Exercise details –
Copy out the listing that follows exactly, dropping every picture.
── Recorded information
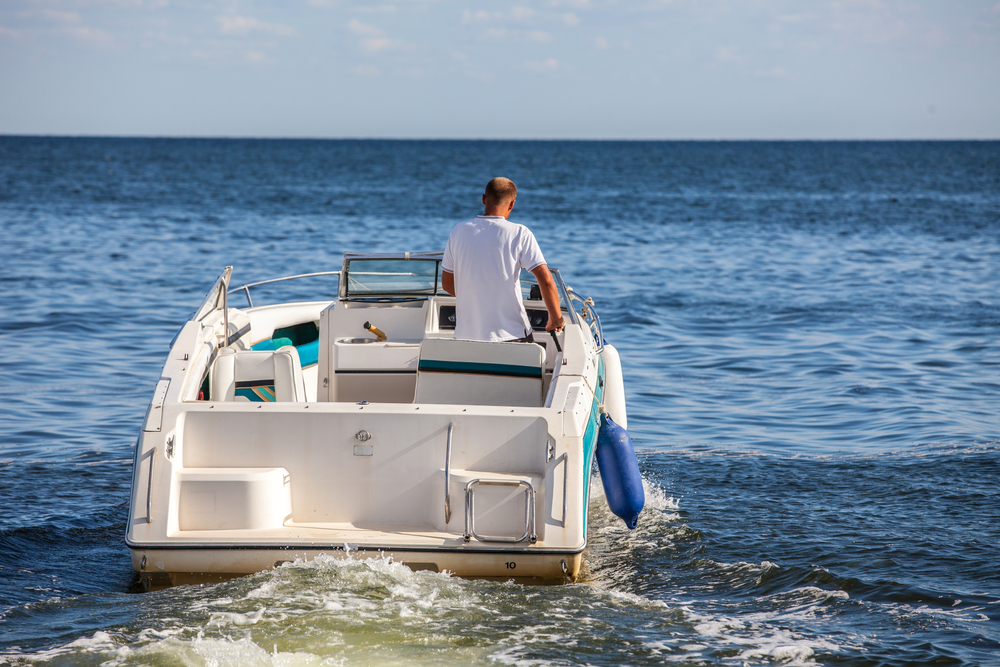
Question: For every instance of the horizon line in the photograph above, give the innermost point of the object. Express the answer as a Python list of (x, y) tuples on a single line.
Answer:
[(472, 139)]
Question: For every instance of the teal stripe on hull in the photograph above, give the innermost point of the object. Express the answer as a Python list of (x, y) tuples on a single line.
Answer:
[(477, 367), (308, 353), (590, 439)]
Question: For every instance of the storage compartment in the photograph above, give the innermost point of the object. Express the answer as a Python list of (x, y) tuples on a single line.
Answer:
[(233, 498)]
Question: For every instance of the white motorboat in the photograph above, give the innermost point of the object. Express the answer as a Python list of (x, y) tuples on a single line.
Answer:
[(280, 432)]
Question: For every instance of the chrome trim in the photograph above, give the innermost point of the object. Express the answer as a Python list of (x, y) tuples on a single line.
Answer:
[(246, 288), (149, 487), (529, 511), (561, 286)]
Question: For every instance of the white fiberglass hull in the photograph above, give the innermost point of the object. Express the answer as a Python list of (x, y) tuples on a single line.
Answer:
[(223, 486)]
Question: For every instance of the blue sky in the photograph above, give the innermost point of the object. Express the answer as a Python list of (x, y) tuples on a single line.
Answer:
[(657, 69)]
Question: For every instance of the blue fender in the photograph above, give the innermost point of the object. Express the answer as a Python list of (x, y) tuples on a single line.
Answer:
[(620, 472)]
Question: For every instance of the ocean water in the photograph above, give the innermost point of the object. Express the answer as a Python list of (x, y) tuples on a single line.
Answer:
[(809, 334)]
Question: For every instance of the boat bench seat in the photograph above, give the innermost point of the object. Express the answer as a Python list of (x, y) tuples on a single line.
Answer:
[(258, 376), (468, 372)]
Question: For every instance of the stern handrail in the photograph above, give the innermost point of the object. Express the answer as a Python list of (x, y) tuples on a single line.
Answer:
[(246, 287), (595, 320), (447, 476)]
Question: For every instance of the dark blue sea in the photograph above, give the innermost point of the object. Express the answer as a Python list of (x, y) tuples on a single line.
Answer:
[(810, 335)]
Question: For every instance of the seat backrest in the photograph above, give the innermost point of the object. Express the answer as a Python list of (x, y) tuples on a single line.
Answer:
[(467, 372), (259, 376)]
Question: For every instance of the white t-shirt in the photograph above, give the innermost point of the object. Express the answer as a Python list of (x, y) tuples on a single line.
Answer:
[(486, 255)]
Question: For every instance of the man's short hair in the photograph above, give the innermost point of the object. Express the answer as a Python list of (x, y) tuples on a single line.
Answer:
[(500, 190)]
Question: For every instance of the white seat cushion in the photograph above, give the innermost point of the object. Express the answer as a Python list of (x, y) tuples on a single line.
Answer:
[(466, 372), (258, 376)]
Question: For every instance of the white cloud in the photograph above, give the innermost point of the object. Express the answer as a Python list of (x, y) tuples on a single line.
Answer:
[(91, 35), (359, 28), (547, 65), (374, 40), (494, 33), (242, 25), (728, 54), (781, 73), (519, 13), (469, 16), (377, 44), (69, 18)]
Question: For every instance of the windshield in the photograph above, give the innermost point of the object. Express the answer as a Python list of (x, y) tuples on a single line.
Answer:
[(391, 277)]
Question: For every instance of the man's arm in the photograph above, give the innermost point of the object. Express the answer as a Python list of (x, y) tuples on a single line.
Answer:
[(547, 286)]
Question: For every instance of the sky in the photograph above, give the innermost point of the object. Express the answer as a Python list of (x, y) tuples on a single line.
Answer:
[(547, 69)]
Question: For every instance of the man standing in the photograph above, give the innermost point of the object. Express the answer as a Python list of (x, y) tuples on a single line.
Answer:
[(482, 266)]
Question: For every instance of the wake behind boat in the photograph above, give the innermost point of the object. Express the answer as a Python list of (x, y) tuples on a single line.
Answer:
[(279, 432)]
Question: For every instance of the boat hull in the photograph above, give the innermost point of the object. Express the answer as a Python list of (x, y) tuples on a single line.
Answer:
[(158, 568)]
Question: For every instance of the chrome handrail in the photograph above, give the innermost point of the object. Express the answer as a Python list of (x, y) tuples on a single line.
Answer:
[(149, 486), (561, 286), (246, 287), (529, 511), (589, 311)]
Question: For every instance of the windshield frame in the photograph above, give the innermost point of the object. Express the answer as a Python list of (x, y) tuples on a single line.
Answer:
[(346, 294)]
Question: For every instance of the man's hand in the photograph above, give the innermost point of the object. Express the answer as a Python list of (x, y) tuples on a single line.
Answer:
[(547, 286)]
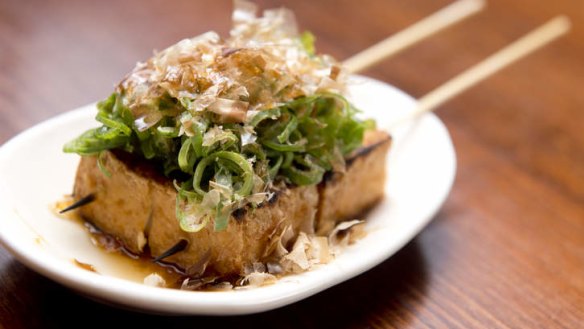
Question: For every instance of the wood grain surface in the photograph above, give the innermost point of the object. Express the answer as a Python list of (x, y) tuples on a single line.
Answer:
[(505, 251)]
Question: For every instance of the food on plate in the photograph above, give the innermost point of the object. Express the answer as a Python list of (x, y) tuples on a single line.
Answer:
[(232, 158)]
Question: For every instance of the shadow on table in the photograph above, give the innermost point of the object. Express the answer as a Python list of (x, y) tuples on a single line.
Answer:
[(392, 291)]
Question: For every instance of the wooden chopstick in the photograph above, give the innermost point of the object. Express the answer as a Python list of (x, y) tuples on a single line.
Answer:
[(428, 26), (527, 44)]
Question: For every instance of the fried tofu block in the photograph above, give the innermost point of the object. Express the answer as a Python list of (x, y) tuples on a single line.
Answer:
────
Solution for this exercise –
Question: For every instance of the horizon line in the photograph above, give the innermost point of the object. Express the answer as a Python list of (x, y) tuples on a single line.
Answer:
[(472, 139)]
Question: For every instance of the teal stripe on hull in the photograph above, give the innermost point of the object. Express the answer as a Python list of (x, y) tuples on a single line.
Answer:
[(477, 367), (308, 353), (590, 439)]
Question: For every instance of the storage compartment in the photograph above, give the innermost point of the object. Express the answer as a Python list of (x, y) tuples on a single line.
Answer:
[(233, 498)]
Question: For every instance of the white motorboat in the photograph above, give the innermost point of the object. Express the answer as a Python list of (x, y) tuples on a single line.
Answer:
[(280, 432)]
Question: For every instance of the chrome trim in the photograph above, give the innermost point of the object. Express the answer as a Python list of (x, y) tuples on a single line.
Answer:
[(246, 288), (149, 487), (529, 511), (561, 286)]
Question: For every instance of the white fiberglass hull in the photograph above, give the innermost point of the object. Express the answer as a Python list of (x, y) tuples on a single line.
Answer:
[(223, 486)]
Question: For every instance of the blue sky in the photograph above, give the innermost point of the object. Express the answer as a Python list of (x, y) tuples on a single line.
Answer:
[(657, 69)]
Question: For every instance of the blue fender in the photograph above, give the innermost point of the object. Express the answer as a Python list of (x, y) tuples on a single line.
Answer:
[(620, 472)]
Question: For every instance of the ocean water in the photograph above, give the innermost point of the object. Express the answer as a Python list of (x, y) tuples on a single line.
Answer:
[(809, 334)]
Question: For every instance of the boat bench seat in the photograph above, give the innermost point of the object. Express the answer as a Python list of (x, y) tuples on a single line.
Answer:
[(258, 376), (468, 372)]
Question: For every instance of the stern handrail in the photograph above, give the innermost point of the object. Express the answer as a Python list of (x, y) tuples on a single line.
Answer:
[(246, 287), (595, 320), (447, 476)]
Question: For every instance of the dark blue sea in the photograph above, give the innermost point of the object. Express the answer as a Python list of (x, y) tuples on a single line.
Answer:
[(810, 335)]
Question: For every instance of the seat backrest in the photograph above, give the innermost point of the object. Express the answer as a Python list of (x, y) tuples on a single line.
Answer:
[(467, 372), (259, 376)]
Question: For every instance of the white t-shirt in the photograph above, give the innermost point of the object. Express the answer as a Python list of (x, y) tuples on a single line.
Answer:
[(486, 255)]
Question: For every instance of the man's short hair in the photograph above, give the innermost point of the object. Express the answer as a Python list of (x, y) tuples on a single line.
Answer:
[(500, 190)]
Question: For every instance of the white seat cushion in the photograph above, give the innermost point of the object. Express the answer as a Python list of (x, y) tuples on a single line.
Answer:
[(466, 372), (258, 376)]
Question: For every instance of the white cloud in the photograph above, give the innermost point of the object. Express the answer as a Python list of (x, y) tuples on a single line.
Answer:
[(91, 35), (359, 28), (547, 65), (374, 40), (494, 33), (242, 25), (728, 54), (781, 73), (519, 13), (469, 16), (377, 44), (69, 18)]
Question: For every instance of the windshield in the photograph above, give the innermost point of the object. Express the answer as a Python list of (x, y) tuples on a single line.
Answer:
[(391, 277)]
Question: For every instance of the man's arm in the photograph above, give the innermost point of the object. Express the answer as a Python list of (x, y) tuples on a single line.
Answer:
[(547, 286)]
Question: For every instance of the sky in the photograph above, give the innermost point of the object. Express the answer as a Python list of (x, y) tuples on a single line.
Answer:
[(547, 69)]
Question: For every instance of the man standing in the photograph above, give the innermost point of the object. Express the answer as a Python list of (x, y) tuples on a single line.
Answer:
[(482, 266)]
Question: For every instance of the wake behind boat in the photograph above, give the innermost point of the object. Express the answer as a Python list of (x, y) tuples on a single line.
Answer:
[(279, 432)]
Question: For every instance of the boat hull in the photograph above, give the innermost point of the object. Express the answer as a Python list of (x, y) tuples on a single line.
Answer:
[(158, 568)]
Question: For every instance of the chrome handrail in the photograph above, give the innermost point of the object. Express the answer as a Python list of (x, y) tuples on a single line.
Answer:
[(149, 486), (561, 286), (246, 287), (529, 511), (589, 311)]
Question: For every instance of the windshield frame in the photograph above, give the innermost point of the object. Express the answer as a Python list of (x, y) tuples on a single line.
Answer:
[(346, 294)]
Question: For every instance of the man's hand in the photograph above, give the innermost point of the object. Express the answer as a Python list of (x, y) tuples on a single line.
Answer:
[(547, 286)]
Question: For every instance of the wood grain surface in the photograph above, give the innermost point of the object. Express the answer as a Python list of (x, y) tuples on a single line.
Answer:
[(505, 251)]
Question: For every instance of the food on plate in the photograph above, give the innermost point of the object. Express the answer as a Python list of (x, y) tuples on a single line.
Answer:
[(232, 158)]
Question: For every instance of the shadow on table in the photograph above, give the innermost point of the object. Express the answer as a Python list of (x, y) tuples on a single line.
Answer:
[(392, 291)]
Question: For every instance of the wooden chopstick in the photograph above, give the innermost point of the object. Express the answer as a Python list of (x, y) tuples on a single line.
Answer:
[(428, 26), (527, 44)]
Question: For every instance of the fried tofu block in the photograph above, give the innermost point of the object. Express the answer as a Python list of (x, y) tuples on a single line.
Answer:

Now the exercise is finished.